▶ _YOUR TASK_:
From the text below about the Reinas bar, quote word for word the part between "Like most businesses, Reinas" and "by July 2020.", inclusive.

===== PROVIDED TEXT

Like most businesses, Reinas had to close temporary during the COVID-19 pandemic. In June 2020, as part of the city's annual LGBT pride festivities, the bar hosted the virtual session "Tea with the Queen". Operations were restored by July 2020.

In August 2021, Reinas closed again for the rest of the month because of regulations enacted by the local government requiring bars to have operating kitchens. The owner wrote, "Hello my dear friends, clients… sad news, but I have decided to close the bar, until the first of September or when it is indicated that it can be opened normally. After 2 more bars closed yesterday I can't take the risk. I'm really sorry especially for Curiel, Angel, Ivanka, Lalo, Yair and Abram. I'm really sorry, please come back when the bar is open again. Frame. God save the queen!"

== Reception ==
Iñigo Alkorta of Vallarta Lifestyles called Reinas "emblematic" in 2020. In 2021, Out and About Puerto Vallarta said the staff "do their best to make you feel like family". In 2022, the magazine's Salvador Dominguez wrote, "If you like kitsch more, Reinas will definitely be your place... In Reinas you can have a drink and at the same time talk without so much noise or bustle... [Their] prices are cheap and they have a personalized treatment from the owner and waiters who are adorable."

==========
===== RECORDS

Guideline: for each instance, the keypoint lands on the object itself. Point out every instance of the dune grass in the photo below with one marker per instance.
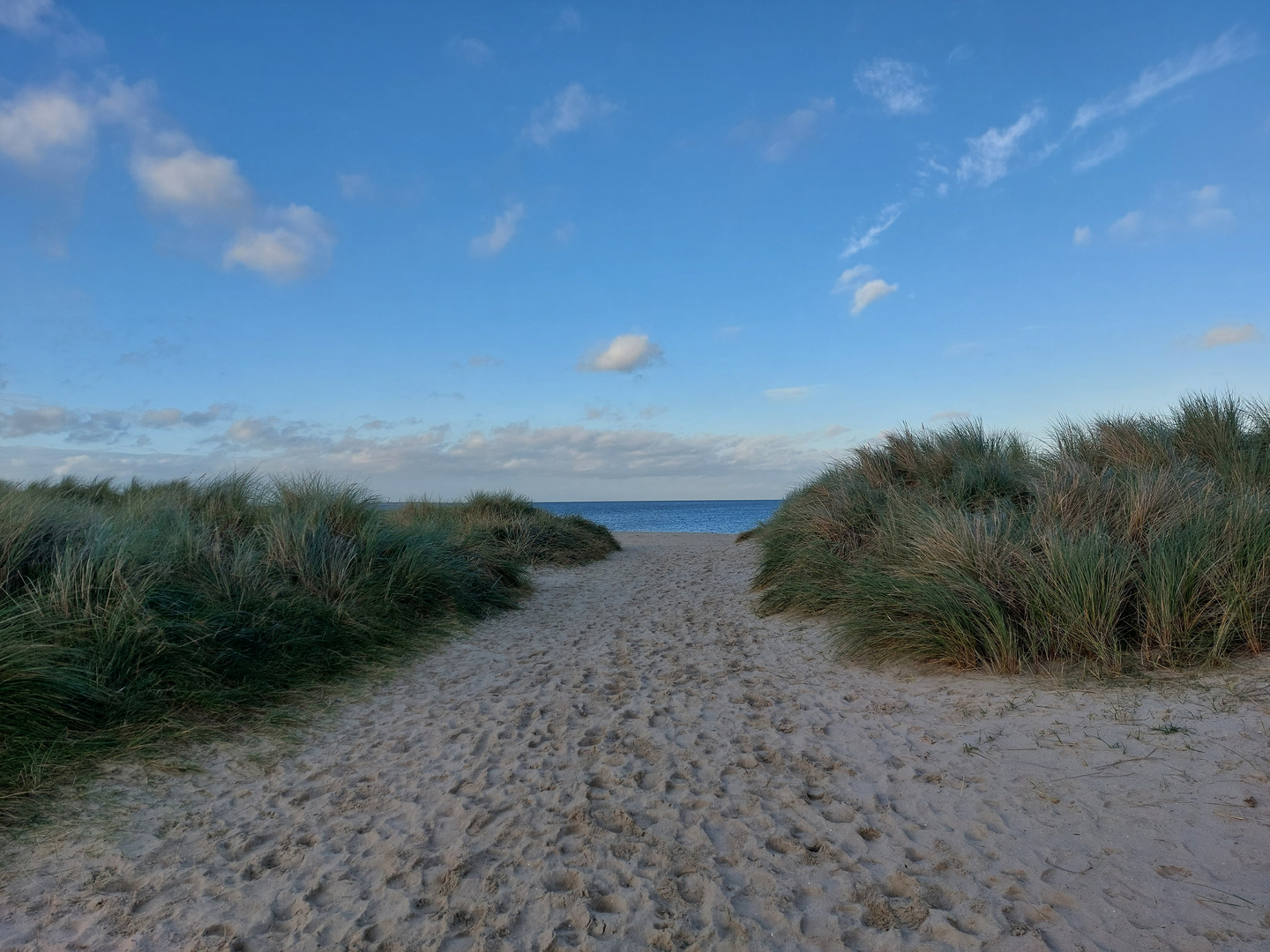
(1122, 544)
(132, 614)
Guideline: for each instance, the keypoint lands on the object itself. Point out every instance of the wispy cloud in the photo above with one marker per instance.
(793, 130)
(869, 238)
(624, 354)
(1227, 334)
(1231, 48)
(193, 183)
(850, 279)
(471, 51)
(37, 123)
(1208, 211)
(869, 292)
(565, 112)
(895, 84)
(159, 349)
(568, 20)
(503, 231)
(1109, 147)
(787, 394)
(355, 185)
(989, 155)
(286, 244)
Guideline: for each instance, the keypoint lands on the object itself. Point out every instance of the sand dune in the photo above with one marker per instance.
(637, 761)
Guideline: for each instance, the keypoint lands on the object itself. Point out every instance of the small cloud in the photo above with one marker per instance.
(787, 394)
(895, 84)
(193, 183)
(885, 219)
(624, 354)
(357, 187)
(565, 112)
(1125, 227)
(37, 122)
(470, 49)
(1227, 334)
(568, 20)
(291, 242)
(603, 413)
(25, 17)
(159, 349)
(496, 239)
(1208, 213)
(970, 348)
(1227, 48)
(170, 418)
(869, 292)
(1110, 146)
(989, 156)
(850, 277)
(790, 131)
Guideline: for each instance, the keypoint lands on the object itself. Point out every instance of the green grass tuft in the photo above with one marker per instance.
(1127, 542)
(130, 614)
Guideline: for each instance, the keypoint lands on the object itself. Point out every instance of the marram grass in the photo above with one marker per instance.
(131, 614)
(1125, 542)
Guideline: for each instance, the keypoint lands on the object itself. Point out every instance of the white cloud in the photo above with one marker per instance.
(159, 349)
(787, 394)
(895, 84)
(470, 49)
(497, 238)
(793, 130)
(557, 462)
(624, 354)
(41, 121)
(1227, 48)
(193, 183)
(885, 219)
(1208, 213)
(291, 242)
(25, 17)
(869, 292)
(1127, 227)
(565, 112)
(990, 153)
(568, 20)
(355, 185)
(1226, 334)
(1109, 147)
(850, 277)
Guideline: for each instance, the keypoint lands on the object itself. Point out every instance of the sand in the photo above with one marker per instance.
(635, 761)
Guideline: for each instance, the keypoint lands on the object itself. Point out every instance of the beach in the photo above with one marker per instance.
(635, 759)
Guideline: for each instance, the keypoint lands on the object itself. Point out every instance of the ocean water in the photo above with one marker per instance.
(729, 516)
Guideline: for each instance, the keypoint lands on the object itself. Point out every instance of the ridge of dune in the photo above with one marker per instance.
(637, 761)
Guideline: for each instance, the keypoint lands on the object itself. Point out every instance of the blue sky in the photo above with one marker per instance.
(614, 250)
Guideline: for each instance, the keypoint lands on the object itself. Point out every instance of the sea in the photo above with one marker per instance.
(730, 516)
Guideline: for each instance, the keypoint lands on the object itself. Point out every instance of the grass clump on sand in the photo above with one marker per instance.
(1125, 542)
(132, 614)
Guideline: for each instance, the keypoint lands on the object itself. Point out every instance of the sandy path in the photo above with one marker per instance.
(637, 761)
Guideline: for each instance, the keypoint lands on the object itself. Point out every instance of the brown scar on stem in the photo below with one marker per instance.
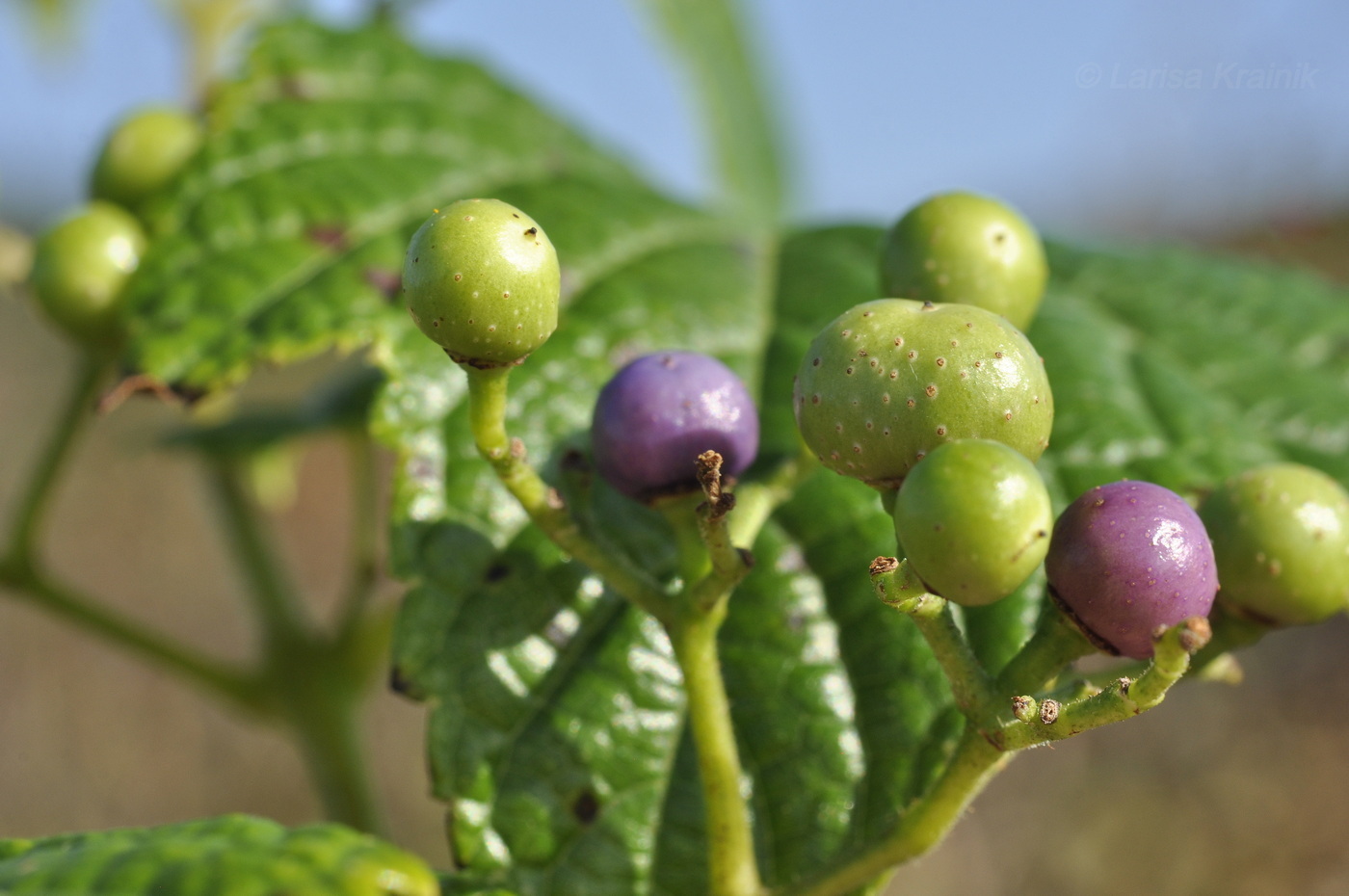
(387, 282)
(330, 235)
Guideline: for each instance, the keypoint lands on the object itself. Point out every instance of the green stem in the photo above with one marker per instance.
(243, 691)
(1124, 699)
(488, 391)
(1055, 644)
(321, 706)
(897, 587)
(276, 603)
(731, 864)
(22, 573)
(74, 414)
(364, 533)
(690, 549)
(926, 822)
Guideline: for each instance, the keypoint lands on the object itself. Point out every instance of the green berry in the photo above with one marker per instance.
(482, 282)
(144, 154)
(961, 248)
(1281, 536)
(974, 521)
(889, 381)
(80, 269)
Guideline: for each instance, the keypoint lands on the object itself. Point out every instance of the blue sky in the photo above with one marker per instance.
(1119, 118)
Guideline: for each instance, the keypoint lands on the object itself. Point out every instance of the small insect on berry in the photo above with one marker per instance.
(1126, 559)
(660, 411)
(482, 281)
(961, 248)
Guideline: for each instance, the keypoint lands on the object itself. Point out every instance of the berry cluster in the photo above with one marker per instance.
(81, 266)
(935, 398)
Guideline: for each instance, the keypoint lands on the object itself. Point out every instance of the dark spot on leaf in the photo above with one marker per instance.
(573, 461)
(386, 281)
(586, 808)
(400, 683)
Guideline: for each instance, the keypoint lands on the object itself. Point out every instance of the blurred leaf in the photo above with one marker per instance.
(229, 856)
(343, 403)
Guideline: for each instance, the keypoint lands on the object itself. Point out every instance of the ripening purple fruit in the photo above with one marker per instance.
(660, 411)
(1126, 559)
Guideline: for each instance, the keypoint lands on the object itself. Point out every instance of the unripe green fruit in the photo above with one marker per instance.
(482, 281)
(80, 268)
(961, 248)
(1281, 536)
(144, 154)
(974, 521)
(889, 381)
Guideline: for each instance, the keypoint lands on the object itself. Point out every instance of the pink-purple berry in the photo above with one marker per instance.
(1126, 559)
(660, 411)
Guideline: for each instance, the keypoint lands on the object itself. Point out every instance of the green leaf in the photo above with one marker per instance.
(556, 731)
(229, 856)
(286, 234)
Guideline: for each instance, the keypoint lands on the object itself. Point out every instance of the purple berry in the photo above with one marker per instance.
(660, 411)
(1126, 559)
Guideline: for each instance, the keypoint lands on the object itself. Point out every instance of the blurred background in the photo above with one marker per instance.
(1224, 124)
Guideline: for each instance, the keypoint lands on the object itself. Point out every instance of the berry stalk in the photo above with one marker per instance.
(730, 839)
(926, 824)
(488, 393)
(897, 587)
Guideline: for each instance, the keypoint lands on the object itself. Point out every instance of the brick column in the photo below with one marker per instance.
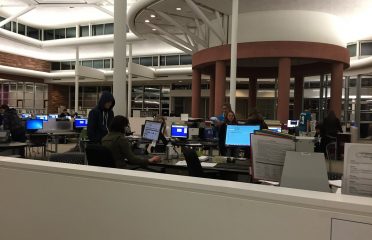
(336, 88)
(284, 74)
(212, 88)
(298, 96)
(196, 93)
(252, 92)
(220, 88)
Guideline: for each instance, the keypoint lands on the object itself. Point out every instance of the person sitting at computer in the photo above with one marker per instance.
(255, 118)
(120, 147)
(224, 151)
(64, 113)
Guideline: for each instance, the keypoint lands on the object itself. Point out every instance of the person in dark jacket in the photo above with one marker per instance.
(13, 123)
(100, 117)
(120, 147)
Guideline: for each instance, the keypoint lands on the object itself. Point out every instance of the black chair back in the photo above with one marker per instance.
(193, 163)
(98, 155)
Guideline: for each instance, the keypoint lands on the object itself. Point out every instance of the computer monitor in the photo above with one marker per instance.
(179, 131)
(151, 130)
(25, 115)
(81, 123)
(276, 129)
(34, 124)
(292, 123)
(53, 115)
(239, 135)
(42, 117)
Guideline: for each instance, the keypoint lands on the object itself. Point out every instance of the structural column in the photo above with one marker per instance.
(252, 93)
(120, 76)
(336, 88)
(220, 88)
(212, 88)
(196, 92)
(298, 96)
(284, 74)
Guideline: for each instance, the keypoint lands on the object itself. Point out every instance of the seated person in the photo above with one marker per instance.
(120, 147)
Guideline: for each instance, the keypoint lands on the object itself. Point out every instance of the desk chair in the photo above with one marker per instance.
(98, 155)
(68, 157)
(194, 166)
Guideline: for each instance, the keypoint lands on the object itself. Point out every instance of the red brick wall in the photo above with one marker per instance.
(12, 60)
(57, 96)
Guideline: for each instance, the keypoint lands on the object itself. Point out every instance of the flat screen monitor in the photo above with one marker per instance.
(275, 129)
(81, 123)
(25, 115)
(42, 117)
(53, 115)
(151, 130)
(292, 123)
(179, 131)
(34, 124)
(239, 135)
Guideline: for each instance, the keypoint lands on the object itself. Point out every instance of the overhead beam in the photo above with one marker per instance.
(218, 32)
(24, 11)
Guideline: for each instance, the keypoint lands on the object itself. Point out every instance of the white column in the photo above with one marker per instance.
(234, 36)
(76, 108)
(130, 81)
(119, 83)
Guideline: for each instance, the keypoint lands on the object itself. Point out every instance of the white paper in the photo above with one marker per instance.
(268, 154)
(357, 178)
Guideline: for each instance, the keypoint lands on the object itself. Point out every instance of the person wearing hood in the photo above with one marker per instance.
(100, 117)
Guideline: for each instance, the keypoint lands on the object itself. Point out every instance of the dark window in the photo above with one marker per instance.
(65, 66)
(185, 59)
(71, 32)
(146, 61)
(21, 29)
(84, 31)
(352, 50)
(56, 66)
(366, 48)
(60, 33)
(48, 34)
(33, 32)
(109, 28)
(97, 30)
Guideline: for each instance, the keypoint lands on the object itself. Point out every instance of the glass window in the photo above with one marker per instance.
(33, 32)
(352, 50)
(366, 48)
(48, 34)
(97, 63)
(60, 33)
(71, 32)
(172, 60)
(146, 61)
(97, 30)
(84, 31)
(56, 66)
(106, 63)
(21, 29)
(185, 59)
(109, 28)
(65, 66)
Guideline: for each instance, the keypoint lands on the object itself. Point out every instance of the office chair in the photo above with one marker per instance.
(68, 157)
(98, 155)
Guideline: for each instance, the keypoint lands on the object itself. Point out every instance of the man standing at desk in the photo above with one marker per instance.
(100, 117)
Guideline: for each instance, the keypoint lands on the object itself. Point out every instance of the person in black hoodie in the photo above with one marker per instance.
(100, 117)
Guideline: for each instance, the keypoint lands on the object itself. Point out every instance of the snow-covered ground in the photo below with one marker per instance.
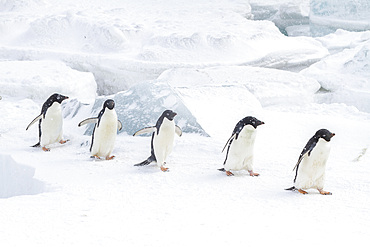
(214, 64)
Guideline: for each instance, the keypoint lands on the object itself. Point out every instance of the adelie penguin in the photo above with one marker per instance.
(240, 146)
(162, 139)
(105, 131)
(310, 168)
(50, 122)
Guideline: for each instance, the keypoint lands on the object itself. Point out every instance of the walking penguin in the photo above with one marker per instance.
(50, 122)
(105, 131)
(162, 139)
(240, 146)
(310, 168)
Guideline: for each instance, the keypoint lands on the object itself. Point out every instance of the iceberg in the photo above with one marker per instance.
(344, 77)
(142, 105)
(327, 16)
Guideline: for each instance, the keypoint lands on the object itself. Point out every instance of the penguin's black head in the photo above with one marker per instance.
(109, 103)
(252, 121)
(57, 98)
(170, 115)
(325, 134)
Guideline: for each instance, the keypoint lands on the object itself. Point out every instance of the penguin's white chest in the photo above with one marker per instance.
(105, 134)
(52, 125)
(163, 142)
(240, 154)
(311, 171)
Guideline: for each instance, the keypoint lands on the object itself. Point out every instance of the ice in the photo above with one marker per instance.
(213, 63)
(288, 15)
(143, 104)
(17, 179)
(344, 77)
(38, 80)
(194, 94)
(139, 45)
(327, 16)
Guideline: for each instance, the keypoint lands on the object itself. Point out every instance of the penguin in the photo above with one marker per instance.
(310, 168)
(239, 155)
(105, 131)
(162, 139)
(50, 122)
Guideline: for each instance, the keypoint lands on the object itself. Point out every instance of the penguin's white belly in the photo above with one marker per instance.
(163, 142)
(52, 125)
(240, 156)
(311, 171)
(105, 134)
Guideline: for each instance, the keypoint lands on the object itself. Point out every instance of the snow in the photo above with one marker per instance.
(327, 16)
(38, 80)
(214, 65)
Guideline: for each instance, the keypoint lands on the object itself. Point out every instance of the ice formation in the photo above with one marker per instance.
(328, 15)
(17, 179)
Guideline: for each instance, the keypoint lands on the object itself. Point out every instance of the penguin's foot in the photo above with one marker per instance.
(63, 141)
(322, 192)
(229, 173)
(164, 169)
(302, 192)
(253, 174)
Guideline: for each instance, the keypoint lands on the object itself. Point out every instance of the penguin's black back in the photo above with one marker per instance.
(322, 133)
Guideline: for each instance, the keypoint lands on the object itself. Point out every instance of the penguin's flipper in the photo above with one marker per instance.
(34, 121)
(146, 130)
(119, 125)
(88, 120)
(146, 162)
(178, 130)
(228, 141)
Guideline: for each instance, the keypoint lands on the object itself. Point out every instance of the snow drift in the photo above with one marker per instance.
(17, 179)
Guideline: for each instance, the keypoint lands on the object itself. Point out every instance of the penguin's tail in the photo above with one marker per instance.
(146, 162)
(36, 145)
(291, 188)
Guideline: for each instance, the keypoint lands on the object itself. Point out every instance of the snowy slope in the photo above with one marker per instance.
(202, 51)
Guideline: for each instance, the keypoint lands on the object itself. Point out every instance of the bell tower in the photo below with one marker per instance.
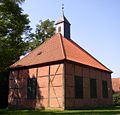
(63, 25)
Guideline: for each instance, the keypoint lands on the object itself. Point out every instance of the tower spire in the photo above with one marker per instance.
(63, 25)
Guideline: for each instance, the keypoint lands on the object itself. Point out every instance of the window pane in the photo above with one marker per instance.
(31, 88)
(93, 88)
(78, 87)
(104, 89)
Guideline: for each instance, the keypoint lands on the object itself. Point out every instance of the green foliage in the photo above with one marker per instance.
(44, 30)
(13, 25)
(116, 99)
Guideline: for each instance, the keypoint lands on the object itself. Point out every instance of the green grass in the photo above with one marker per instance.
(115, 110)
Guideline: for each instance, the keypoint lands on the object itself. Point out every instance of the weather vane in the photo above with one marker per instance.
(63, 9)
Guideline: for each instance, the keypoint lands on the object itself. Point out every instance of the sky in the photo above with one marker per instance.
(95, 25)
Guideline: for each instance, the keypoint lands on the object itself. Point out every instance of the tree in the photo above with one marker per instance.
(44, 30)
(13, 25)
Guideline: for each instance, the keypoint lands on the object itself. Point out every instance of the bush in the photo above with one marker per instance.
(116, 99)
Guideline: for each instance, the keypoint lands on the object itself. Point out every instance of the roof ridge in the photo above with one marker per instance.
(63, 49)
(88, 54)
(34, 49)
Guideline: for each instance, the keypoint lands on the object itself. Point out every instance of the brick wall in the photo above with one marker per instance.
(86, 72)
(49, 87)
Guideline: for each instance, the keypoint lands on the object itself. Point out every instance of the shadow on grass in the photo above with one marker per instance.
(100, 111)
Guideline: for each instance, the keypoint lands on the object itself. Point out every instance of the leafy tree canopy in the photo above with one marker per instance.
(13, 25)
(44, 30)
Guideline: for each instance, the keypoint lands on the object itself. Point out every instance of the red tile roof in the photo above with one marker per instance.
(59, 48)
(116, 84)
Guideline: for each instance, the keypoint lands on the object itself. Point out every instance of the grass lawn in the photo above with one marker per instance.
(115, 110)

==========

▶ _EXPECTED OUTPUT_:
Like most businesses, Reinas had to close temporary during the COVID-19 pandemic. In June 2020, as part of the city's annual LGBT pride festivities, the bar hosted the virtual session "Tea with the Queen". Operations were restored by July 2020.